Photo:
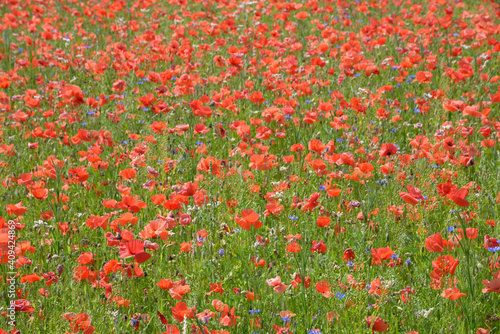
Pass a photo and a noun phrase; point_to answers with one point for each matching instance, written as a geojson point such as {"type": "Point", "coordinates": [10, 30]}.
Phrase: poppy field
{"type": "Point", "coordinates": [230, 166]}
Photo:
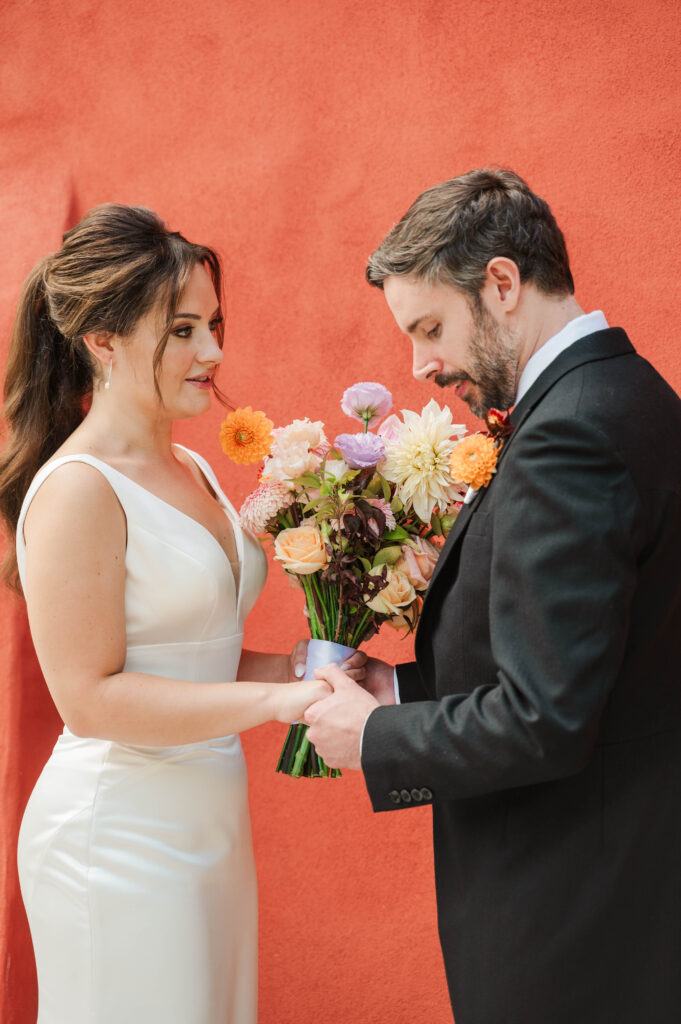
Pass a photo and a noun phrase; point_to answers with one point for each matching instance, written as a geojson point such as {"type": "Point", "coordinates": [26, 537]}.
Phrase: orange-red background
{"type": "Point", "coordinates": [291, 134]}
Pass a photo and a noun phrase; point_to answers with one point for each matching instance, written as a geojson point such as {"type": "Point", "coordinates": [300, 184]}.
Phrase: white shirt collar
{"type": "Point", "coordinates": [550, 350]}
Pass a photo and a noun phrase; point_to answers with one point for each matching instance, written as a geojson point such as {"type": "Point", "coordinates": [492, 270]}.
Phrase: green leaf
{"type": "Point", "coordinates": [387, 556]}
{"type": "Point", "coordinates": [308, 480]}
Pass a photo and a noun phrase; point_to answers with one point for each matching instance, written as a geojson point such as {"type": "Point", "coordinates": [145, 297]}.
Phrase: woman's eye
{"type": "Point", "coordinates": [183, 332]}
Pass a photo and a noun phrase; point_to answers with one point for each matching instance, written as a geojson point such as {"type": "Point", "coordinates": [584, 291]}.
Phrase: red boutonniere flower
...
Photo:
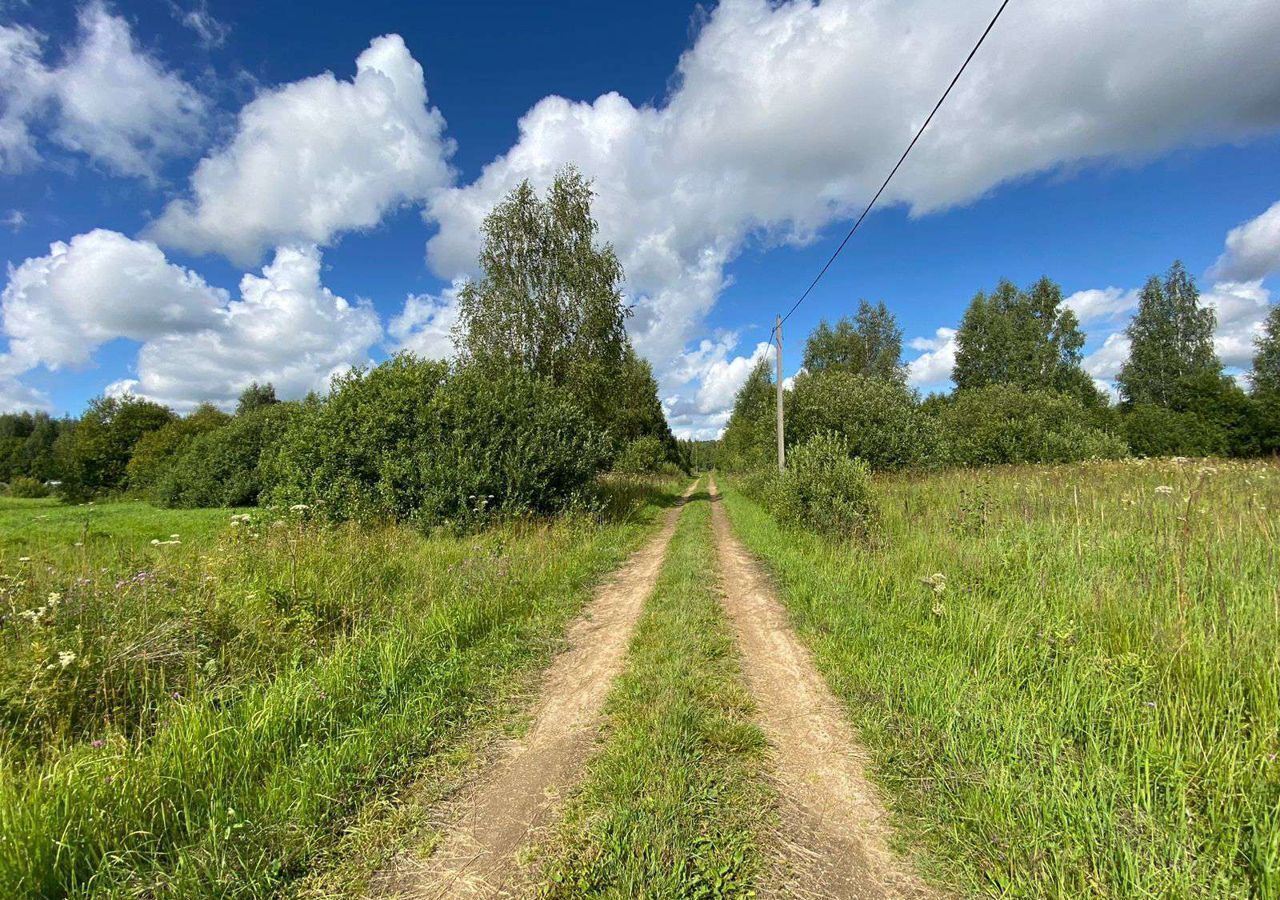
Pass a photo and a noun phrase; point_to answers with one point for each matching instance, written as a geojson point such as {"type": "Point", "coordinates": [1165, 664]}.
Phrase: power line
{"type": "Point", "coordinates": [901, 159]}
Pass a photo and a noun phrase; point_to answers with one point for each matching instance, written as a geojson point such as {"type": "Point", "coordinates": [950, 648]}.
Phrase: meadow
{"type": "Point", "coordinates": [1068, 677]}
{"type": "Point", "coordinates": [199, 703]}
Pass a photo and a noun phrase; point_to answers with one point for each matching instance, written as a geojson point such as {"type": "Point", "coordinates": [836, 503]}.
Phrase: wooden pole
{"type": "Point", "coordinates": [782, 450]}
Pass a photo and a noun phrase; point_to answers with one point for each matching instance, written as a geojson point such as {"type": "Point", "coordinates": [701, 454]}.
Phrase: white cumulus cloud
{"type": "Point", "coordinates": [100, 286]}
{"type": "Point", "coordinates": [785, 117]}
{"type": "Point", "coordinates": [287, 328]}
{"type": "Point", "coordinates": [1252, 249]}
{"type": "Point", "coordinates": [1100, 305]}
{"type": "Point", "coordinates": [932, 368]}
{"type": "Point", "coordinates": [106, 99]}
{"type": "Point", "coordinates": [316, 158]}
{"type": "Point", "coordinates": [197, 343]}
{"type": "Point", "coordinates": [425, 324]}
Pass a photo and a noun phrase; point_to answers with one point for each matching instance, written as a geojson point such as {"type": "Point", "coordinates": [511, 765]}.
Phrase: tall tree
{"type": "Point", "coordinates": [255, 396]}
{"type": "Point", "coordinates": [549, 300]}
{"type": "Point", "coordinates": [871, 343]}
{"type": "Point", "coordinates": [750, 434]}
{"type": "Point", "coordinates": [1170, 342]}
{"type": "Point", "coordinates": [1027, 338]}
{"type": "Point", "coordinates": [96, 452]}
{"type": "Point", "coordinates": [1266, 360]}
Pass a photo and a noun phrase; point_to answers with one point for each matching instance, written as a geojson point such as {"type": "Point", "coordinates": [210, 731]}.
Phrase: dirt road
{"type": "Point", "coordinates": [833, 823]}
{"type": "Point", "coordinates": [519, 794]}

Challenge: State how many lines of the listing above contain the string "white", treating uppercase and lowercase as different, and reply with that number alone.

Exercise answer: 2